_Selected extract_.
-=-=-

Module snowcap::hard_policies[][src]

Expand description

Hard Policies

This module contains all necessary structures and tools to generate hard policies as Linear Temporal Logic.

Policy Language

This module defines a languate with which to express complex policies. On the top-level, it is based on Linear Temporal Logic (LTL). In LTL, there exists propositional variables, in the following called conditions, boolean operators and temporal modal operators.

Temporal Modal Operators

For the LTL, we use a sequence of states, i.e., the sequence of converged states during reconfiguration. At each of these states, every propositional variable can either be satsicied or not. The following operators exist

  • $\phi$ (Now): $\phi$ has to hold in the current state
  • $\mathbf{X}\ \phi$ (Next): $\phi$ has to hold in the next state
  • $\mathbf{F}\ \phi$ (Finally): $\phi$ has to hold eventually, somewhere on the subsequent path
  • $\mathbf{G}\ \phi$ (Globally): $\phi$ has to hold on the entire subsequent path, including the current state
  • $\psi\ \mathbf{U}\ \phi$ (Until): $\psi$ has to hold at least until $\phi$ becomes true, which must hold at the current or any future position. Note, that $\psi$ and $phi$ don’t necessarily need to hold at the same time.
  • $\psi\ \mathbf{R}\ \phi$ (Release): $\phi$ has to be true until and including the point where $\psi$ first becomes true. If $\psi$ never becomes true, then $\phi$ must hold forever.

-=-=-

_Information provided_.
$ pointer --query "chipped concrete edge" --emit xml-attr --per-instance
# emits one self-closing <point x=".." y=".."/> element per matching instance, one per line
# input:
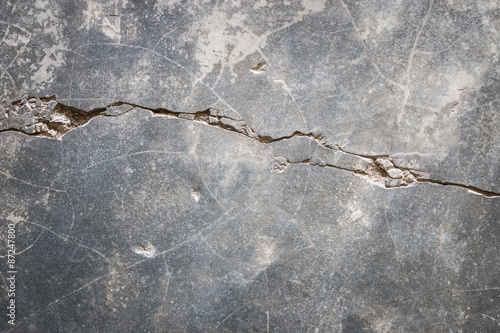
<point x="46" y="117"/>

-=-=-

_Set of tasks_.
• 1. Quote the snowcap hard policies documentation word for word, starting with "Module snowcap::hard_policies[][src]" and going on through "temporal modal operators.".
• 2. According to the snowcap hard policies documentation, what sequence of states does the Linear Temporal Logic use?
• 3. Proceed with the snowcap hard policies documentation, picking up right after its last line.

_Task results_.
• 1.
Module snowcap::hard_policies[][src]

Expand description

Hard Policies

This module contains all necessary structures and tools to generate hard policies as Linear Temporal Logic.

Policy Language

This module defines a languate with which to express complex policies. On the top-level, it is based on Linear Temporal Logic (LTL). In LTL, there exists propositional variables, in the following called conditions, boolean operators and temporal modal operators.

• 2. The sequence of converged states during reconfiguration.

• 3.
  • $\psi\ \mathbf{W}\ \phi$ (Weak Until): $\psi$ has to hold at least until $\phi$ becomes true. If $\phi$ never becomes true, then $\psi$ must hold forever. Note, that $\psi$ and $phi$ don’t necessarily need to hold at the same time.
  • $\psi\ \mathbf{M}\ \phi$ (Strong Release): $\phi$ has to be true until and including the point where $\psi$ first becomes true. $\psi$ must hold eventually.

Logical Operators

The following logical operators are supported

  • $\neg \psi$ (Not)
  • $\phi \land \psi$ (And)
  • $\phi \lor \psi$ (Or)
  • $\phi \oplus \psi$ (xor)
  • $\phi \Rightarrow \psi$ (Implies)
  • $\phi \iff \psi$ (If and only if)

Propositional Variables (Conditions)

Propositional variables are types of conditions which can be evaluated on the current state (or when considering the current and last state) of the network (i.e., forwarding state). The following conditions are possible:

  • $\mathbf{V}_{(r, p, c)}$ (Valid path / Reachability): Router $r$ is able to reach prefix $p$ without encountering any black hole, or forwarding loop. Aitionally, the path condition $c$ must hold, if it is provided.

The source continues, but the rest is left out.